**EXERCISE DESCRIPTION**. In the listing below, look for "form" and copy every line that has it.

**DATA LISTING**.
__________________________________________________

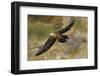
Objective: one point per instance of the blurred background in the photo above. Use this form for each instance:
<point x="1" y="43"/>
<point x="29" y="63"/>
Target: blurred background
<point x="39" y="28"/>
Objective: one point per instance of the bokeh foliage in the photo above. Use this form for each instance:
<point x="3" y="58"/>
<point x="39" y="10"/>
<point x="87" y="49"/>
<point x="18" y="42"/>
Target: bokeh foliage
<point x="39" y="28"/>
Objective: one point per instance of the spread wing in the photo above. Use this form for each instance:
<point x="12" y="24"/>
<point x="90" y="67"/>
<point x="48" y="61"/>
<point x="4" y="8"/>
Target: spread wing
<point x="46" y="46"/>
<point x="66" y="28"/>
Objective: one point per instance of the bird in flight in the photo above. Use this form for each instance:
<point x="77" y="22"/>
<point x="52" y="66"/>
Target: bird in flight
<point x="58" y="35"/>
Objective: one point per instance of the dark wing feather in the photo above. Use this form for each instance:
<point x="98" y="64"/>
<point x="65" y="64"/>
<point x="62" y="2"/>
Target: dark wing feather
<point x="46" y="46"/>
<point x="66" y="28"/>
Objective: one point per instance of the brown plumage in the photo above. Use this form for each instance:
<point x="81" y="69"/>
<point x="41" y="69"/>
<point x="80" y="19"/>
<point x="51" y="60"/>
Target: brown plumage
<point x="53" y="37"/>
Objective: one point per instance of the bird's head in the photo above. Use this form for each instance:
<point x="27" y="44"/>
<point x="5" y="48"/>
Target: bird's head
<point x="53" y="35"/>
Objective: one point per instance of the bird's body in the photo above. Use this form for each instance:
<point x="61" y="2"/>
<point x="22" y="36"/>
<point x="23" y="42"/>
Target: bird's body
<point x="53" y="37"/>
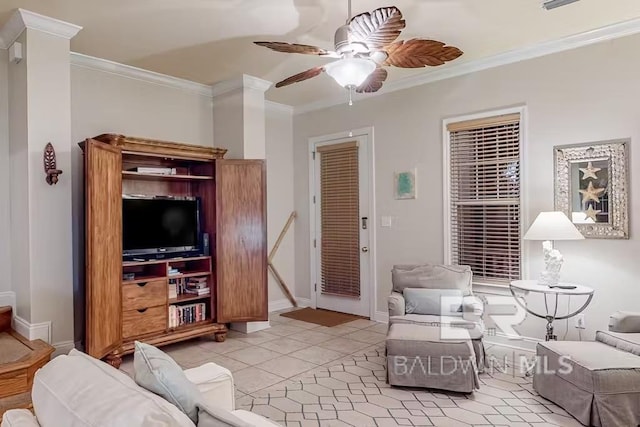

__________________________________________________

**ANSWER FOR THE TASK**.
Objective: one point per instance of the blurred background in the photo above. Use this form for each instance:
Objective: one point per instance of the bokeh foliage in the photo above. Use this form for each instance:
Objective: one point per instance of the spread wing in the photo above. Use this form for each instance:
Objective: one point per instance of the bird in flight in the photo above. Use this form for each instance:
Objective: one point per instance of the dark wing feather in the photo above. Use this form for each instance:
Objective: one point per instance of the brown plumage in the photo above. Use this form for each instance:
Objective: one point per instance of the bird's head in the photo above. Use this form for each instance:
Objective: one point per instance of the bird's body in the photo above. Use this form for each instance:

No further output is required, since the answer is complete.